## Activity
A single number is required: how many lines in the data below contain "above".

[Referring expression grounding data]
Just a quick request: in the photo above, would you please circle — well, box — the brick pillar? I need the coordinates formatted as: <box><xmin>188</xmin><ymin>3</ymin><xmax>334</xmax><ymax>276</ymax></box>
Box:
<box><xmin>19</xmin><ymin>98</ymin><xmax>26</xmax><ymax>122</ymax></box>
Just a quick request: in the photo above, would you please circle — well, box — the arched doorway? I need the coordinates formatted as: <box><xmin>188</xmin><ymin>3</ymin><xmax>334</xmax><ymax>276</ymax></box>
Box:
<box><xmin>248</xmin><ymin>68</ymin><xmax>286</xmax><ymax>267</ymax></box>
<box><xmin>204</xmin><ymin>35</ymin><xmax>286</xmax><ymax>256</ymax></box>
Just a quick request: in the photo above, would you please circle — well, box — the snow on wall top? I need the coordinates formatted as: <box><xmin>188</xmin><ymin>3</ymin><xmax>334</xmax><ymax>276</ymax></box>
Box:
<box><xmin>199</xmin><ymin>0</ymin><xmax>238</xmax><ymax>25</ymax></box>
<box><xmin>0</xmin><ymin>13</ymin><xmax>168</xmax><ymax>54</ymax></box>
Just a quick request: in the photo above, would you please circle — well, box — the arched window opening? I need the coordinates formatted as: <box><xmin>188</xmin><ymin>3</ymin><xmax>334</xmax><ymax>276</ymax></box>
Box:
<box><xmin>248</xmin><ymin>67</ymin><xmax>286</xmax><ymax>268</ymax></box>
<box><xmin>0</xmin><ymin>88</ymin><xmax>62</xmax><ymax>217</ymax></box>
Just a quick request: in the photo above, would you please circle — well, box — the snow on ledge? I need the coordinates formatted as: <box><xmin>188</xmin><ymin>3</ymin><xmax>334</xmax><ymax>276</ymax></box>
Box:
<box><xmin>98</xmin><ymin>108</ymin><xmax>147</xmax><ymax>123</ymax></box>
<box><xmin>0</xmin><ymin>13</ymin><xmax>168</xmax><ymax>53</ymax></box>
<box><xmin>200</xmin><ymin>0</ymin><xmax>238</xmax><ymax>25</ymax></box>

## Solution
5